Begin

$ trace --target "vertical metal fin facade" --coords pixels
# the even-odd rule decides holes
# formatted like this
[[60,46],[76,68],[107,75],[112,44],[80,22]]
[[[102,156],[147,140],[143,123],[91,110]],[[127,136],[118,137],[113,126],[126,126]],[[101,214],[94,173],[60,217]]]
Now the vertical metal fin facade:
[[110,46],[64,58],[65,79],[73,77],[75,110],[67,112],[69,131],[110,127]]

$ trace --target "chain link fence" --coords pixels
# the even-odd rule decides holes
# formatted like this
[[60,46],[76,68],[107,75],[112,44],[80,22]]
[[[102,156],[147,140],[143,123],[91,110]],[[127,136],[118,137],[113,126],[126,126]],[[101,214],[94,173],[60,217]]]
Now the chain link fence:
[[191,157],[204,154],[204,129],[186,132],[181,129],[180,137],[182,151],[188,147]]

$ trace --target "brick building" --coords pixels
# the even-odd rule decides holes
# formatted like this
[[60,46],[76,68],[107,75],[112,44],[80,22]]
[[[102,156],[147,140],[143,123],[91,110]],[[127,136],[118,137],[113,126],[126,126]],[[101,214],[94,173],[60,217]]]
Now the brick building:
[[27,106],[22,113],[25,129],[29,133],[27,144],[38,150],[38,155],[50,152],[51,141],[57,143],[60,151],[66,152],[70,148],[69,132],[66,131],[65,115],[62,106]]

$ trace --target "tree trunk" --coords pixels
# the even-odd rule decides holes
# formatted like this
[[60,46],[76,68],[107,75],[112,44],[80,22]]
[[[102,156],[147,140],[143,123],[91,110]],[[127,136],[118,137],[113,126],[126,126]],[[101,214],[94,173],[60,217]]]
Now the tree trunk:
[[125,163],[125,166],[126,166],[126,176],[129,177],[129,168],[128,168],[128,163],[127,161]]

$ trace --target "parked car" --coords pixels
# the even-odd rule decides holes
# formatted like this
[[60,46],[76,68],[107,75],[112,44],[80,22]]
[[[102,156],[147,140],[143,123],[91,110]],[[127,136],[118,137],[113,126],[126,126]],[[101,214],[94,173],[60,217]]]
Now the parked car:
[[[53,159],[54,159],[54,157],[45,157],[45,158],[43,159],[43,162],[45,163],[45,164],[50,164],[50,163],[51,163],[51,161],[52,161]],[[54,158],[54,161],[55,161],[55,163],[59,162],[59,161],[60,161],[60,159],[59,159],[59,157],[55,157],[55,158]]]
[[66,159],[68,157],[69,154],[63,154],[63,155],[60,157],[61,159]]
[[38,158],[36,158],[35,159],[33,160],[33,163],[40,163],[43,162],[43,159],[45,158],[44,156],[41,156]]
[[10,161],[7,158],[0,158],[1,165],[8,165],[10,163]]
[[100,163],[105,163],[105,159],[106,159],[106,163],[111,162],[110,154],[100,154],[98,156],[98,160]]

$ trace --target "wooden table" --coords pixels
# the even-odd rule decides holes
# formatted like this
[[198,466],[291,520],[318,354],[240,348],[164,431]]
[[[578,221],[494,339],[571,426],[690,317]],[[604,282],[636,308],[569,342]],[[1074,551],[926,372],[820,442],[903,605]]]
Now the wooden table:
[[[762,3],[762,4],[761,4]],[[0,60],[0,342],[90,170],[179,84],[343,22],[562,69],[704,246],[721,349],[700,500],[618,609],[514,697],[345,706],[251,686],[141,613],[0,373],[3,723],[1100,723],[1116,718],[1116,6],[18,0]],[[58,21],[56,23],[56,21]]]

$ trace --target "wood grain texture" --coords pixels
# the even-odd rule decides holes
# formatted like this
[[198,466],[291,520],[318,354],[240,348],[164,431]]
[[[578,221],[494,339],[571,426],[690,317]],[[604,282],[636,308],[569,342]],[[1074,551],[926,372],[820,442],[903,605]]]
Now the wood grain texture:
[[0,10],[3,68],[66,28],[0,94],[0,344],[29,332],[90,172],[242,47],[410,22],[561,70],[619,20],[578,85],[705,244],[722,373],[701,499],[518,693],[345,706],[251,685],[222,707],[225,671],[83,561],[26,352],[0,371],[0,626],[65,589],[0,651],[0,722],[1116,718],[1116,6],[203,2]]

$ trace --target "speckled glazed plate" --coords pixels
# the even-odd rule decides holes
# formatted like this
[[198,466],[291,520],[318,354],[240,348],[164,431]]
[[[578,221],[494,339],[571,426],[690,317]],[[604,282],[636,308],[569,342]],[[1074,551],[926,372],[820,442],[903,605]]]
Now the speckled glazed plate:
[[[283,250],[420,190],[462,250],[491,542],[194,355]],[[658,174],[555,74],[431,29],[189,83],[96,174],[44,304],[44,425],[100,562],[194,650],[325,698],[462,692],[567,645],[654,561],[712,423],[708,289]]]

End

▸ **Do this**:
Set down the entries above again, word for word.

▸ **Answer to the task**:
$ trace --target "vertical metal fin facade" --coords pixels
# the even-odd rule decides holes
# formatted like this
[[60,46],[76,68],[107,75],[112,44],[80,22]]
[[[102,156],[147,140],[143,123],[91,110]],[[127,136],[118,137],[113,126],[126,126]],[[101,214],[94,173],[60,217]]]
Now the vertical metal fin facade:
[[110,46],[64,58],[65,79],[73,77],[75,110],[67,112],[69,131],[110,127]]

$ trace --target "chain link fence" --coords pixels
# the even-odd rule decides holes
# formatted like this
[[60,46],[76,68],[107,75],[112,44],[80,22]]
[[[102,156],[147,140],[143,123],[91,110]],[[127,136],[118,137],[113,126],[126,126]],[[101,214],[94,173],[60,217]]]
Now the chain link fence:
[[191,157],[204,154],[204,129],[186,132],[181,129],[180,137],[182,151],[188,147]]

$ trace --target "brick building" --coords pixels
# the even-odd rule decides holes
# formatted like this
[[60,46],[76,68],[107,75],[112,44],[80,22]]
[[[102,156],[147,140],[143,123],[91,110]],[[127,136],[118,137],[113,126],[126,126]],[[101,214],[94,173],[60,217]]]
Now the brick building:
[[27,106],[22,113],[25,129],[29,133],[27,144],[38,150],[38,155],[50,152],[51,141],[57,143],[60,151],[66,152],[70,148],[69,132],[66,131],[65,115],[62,106]]

$ trace --target "tree trunk" --coords pixels
# the even-odd rule decides holes
# formatted like this
[[60,46],[76,68],[107,75],[112,44],[80,22]]
[[[102,156],[147,140],[143,123],[91,110]],[[127,136],[118,137],[113,126],[126,126]],[[101,214],[94,173],[60,217]]]
Now the tree trunk:
[[125,163],[125,166],[126,166],[126,176],[129,177],[129,168],[128,168],[128,163],[127,161]]

$ trace --target "parked car" --coords pixels
# the even-odd rule decides holes
# formatted like this
[[60,46],[76,68],[107,75],[112,44],[80,22]]
[[[102,156],[147,140],[143,123],[91,110]],[[127,136],[118,137],[113,126],[126,126]],[[101,214],[94,173],[60,217]]]
Now the parked car:
[[[53,159],[54,159],[54,157],[45,157],[45,158],[43,159],[43,162],[45,163],[45,164],[50,164],[50,163],[51,163],[51,161],[52,161]],[[54,158],[54,161],[55,161],[55,163],[59,162],[59,161],[60,161],[60,159],[59,159],[59,157],[55,157],[55,158]]]
[[66,159],[68,157],[69,154],[63,154],[63,155],[60,157],[61,159]]
[[38,158],[36,158],[35,159],[33,160],[33,163],[40,163],[43,162],[43,159],[45,158],[44,156],[41,156]]
[[10,161],[7,158],[0,158],[1,165],[8,165],[10,163]]
[[100,163],[105,163],[105,159],[106,159],[106,163],[111,162],[110,154],[100,154],[98,156],[98,160]]

$ trace --target "wooden table" --coords pixels
# the even-odd rule decides holes
# formatted like this
[[198,466],[291,520],[318,354],[240,348],[164,431]]
[[[578,221],[494,339],[571,426],[690,317]],[[604,282],[636,308],[569,342]],[[1074,551],[926,372],[820,442],[903,605]]]
Now the wooden table:
[[[762,3],[762,4],[761,4]],[[0,60],[0,342],[90,170],[179,84],[343,22],[562,69],[704,246],[721,349],[700,500],[618,609],[514,697],[345,706],[251,686],[141,613],[0,373],[3,723],[1100,723],[1116,718],[1116,6],[18,0]],[[58,21],[56,23],[56,21]]]

$ trace --target "wood grain texture" --coords pixels
# the even-odd rule decides holes
# formatted like this
[[198,466],[291,520],[318,354],[240,348],[164,431]]
[[[578,221],[494,339],[571,426],[690,317]],[[604,282],[636,308],[569,342]],[[1074,551],[926,372],[820,442],[903,605]]]
Now the wood grain texture:
[[0,10],[3,68],[66,28],[0,94],[0,344],[29,332],[90,172],[242,47],[410,22],[561,70],[619,20],[578,85],[705,244],[722,373],[701,499],[518,693],[345,706],[251,685],[222,707],[225,671],[83,561],[26,352],[0,371],[0,626],[65,589],[0,651],[0,722],[1116,718],[1116,6],[203,2]]

$ trace --target "speckled glazed plate" --coords pixels
# the even-odd rule decides holes
# formatted like this
[[198,466],[291,520],[318,354],[240,348],[164,431]]
[[[578,221],[494,339],[571,426],[690,317]],[[604,282],[636,308],[569,342]],[[1074,551],[926,372],[820,442],[903,605]]]
Now the speckled glazed plate:
[[[283,250],[420,190],[462,250],[491,542],[194,355]],[[658,174],[555,74],[431,29],[189,83],[96,174],[44,304],[44,425],[100,562],[194,650],[325,698],[462,692],[567,645],[654,561],[712,423],[708,289]]]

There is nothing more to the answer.